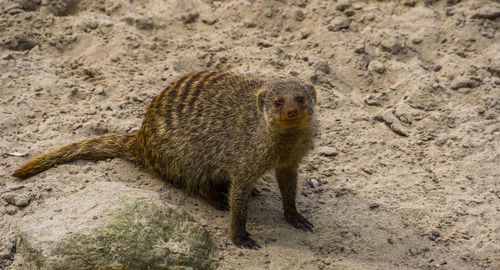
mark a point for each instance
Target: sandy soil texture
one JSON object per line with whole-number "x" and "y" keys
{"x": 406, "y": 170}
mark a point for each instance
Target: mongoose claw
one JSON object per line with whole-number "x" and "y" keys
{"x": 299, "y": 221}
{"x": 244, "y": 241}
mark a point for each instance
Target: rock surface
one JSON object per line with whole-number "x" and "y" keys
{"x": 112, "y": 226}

☆ ☆ ☆ ☆

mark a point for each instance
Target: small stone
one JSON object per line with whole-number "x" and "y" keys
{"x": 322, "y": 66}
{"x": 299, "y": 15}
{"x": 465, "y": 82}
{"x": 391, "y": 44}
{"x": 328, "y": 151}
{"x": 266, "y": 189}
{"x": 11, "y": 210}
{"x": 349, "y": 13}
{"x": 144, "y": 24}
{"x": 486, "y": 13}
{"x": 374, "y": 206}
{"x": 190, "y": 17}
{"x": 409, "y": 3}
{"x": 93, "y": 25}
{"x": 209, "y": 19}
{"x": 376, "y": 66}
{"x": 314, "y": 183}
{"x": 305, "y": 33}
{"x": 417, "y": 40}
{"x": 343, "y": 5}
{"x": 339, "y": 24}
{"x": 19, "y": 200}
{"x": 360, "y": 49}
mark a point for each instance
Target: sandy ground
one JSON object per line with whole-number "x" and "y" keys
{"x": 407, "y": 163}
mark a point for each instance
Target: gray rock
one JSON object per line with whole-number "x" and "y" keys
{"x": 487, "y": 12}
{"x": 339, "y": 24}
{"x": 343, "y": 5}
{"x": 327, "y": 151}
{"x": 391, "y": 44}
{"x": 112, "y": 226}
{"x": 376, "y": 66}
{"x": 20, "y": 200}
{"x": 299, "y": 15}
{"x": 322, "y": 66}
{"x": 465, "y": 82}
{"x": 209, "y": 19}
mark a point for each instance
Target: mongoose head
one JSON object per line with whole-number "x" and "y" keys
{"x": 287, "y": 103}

☆ ☆ ☆ ☆

§ **What you need to do**: Return every line in the records that contains the string "Target", in their original order.

§ **Solution to the exercise**:
Target: sandy soil texture
Target: mongoose claw
Target: rock surface
Target: small stone
Target: sandy ground
Target: gray rock
Target: mongoose head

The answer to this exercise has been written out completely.